### TRY IT:
From top to bottom, return the records that follow exactly.

Dataset records:
[Start of Attachment]

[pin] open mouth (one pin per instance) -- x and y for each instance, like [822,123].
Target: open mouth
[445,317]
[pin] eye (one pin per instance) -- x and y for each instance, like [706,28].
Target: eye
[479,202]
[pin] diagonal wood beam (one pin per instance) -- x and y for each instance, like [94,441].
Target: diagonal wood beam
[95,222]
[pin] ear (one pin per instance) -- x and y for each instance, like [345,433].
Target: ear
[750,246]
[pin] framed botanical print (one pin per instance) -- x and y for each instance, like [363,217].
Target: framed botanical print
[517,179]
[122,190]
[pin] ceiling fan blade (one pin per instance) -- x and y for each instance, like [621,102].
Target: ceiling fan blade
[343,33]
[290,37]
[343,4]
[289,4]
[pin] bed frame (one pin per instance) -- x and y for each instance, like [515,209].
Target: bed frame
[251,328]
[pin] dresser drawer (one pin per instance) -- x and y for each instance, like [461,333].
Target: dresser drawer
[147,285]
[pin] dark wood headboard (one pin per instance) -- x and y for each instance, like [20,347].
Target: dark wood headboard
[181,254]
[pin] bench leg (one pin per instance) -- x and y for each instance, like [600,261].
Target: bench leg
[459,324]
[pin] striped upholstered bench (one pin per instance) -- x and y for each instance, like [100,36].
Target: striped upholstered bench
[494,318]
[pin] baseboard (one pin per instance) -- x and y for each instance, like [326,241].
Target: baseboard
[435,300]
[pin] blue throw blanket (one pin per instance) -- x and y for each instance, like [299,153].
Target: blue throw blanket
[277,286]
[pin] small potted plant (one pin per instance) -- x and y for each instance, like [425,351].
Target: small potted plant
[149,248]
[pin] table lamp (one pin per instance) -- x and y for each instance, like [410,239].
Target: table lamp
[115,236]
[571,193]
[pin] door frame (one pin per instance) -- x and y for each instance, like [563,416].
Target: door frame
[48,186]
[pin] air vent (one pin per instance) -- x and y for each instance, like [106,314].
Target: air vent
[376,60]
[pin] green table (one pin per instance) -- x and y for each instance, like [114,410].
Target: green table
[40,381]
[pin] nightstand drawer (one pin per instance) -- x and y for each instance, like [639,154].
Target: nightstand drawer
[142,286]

[End of Attachment]

### RESPONSE BELOW:
[pin] open mouth (one pin per instance) -- x and y for each instance, like [822,123].
Target: open mouth
[445,317]
[pin] eye (one pin per instance) -- x and y for each instance, like [706,28].
Target: eye
[479,202]
[pin] diagonal wood beam (one pin per instance) -- x and y for each instance, like [94,441].
Target: diagonal wood beam
[95,222]
[pin] ear (one pin per instance) -- x and y for each instance, like [345,433].
Target: ear
[750,246]
[pin] framed botanical print (one pin per instance) -- x and y for each instance, like [363,217].
Target: framed botanical print
[517,179]
[122,190]
[pin] ceiling fan blade (one pin per instance) -- x and y for each instance, like [621,102].
Target: ceiling fan blade
[343,33]
[290,37]
[343,4]
[289,4]
[pin] bed frame (one pin per instance) -- x and y for each instance, like [515,209].
Target: bed frame
[251,328]
[pin] dresser drawer (one pin per instance) -- x and y for each instance, like [461,333].
Target: dresser drawer
[147,285]
[pin] dark wood headboard (one pin per instance) -- x and y for each instance, like [20,347].
Target: dark wood headboard
[181,254]
[pin] bench leg (one pin per instance) -- x and y for each instance, like [600,261].
Target: bench leg
[459,324]
[pin] striped upholstered bench (one pin per instance) -- x and y for each instance, like [100,36].
Target: striped upholstered bench
[494,318]
[pin] baseboard (one pin per instance) -- x and y for each instance, like [326,241].
Target: baseboard
[435,300]
[pin] blue throw blanket (one pin per instance) -- x and y for each instance, like [299,153].
Target: blue throw blanket
[277,286]
[pin] small potted plant (one pin per instance) -- x and y for each instance, like [425,351].
Target: small potted plant
[149,248]
[pin] table lamp (one pin per instance) -- x and y for each instance, like [410,239].
Target: table lamp
[115,236]
[571,193]
[pin] door frame (one pin per instance) -- x and y for each instance, like [563,416].
Target: door frame
[48,186]
[pin] air vent (one pin per instance) -- x and y for each instance, like [106,314].
Target: air vent
[376,60]
[pin] green table (one pin per instance) -- x and y for each instance, like [114,410].
Target: green table
[40,381]
[pin] nightstand drawer (one pin per instance) -- x and y for each instance, like [639,154].
Target: nightstand drawer
[142,286]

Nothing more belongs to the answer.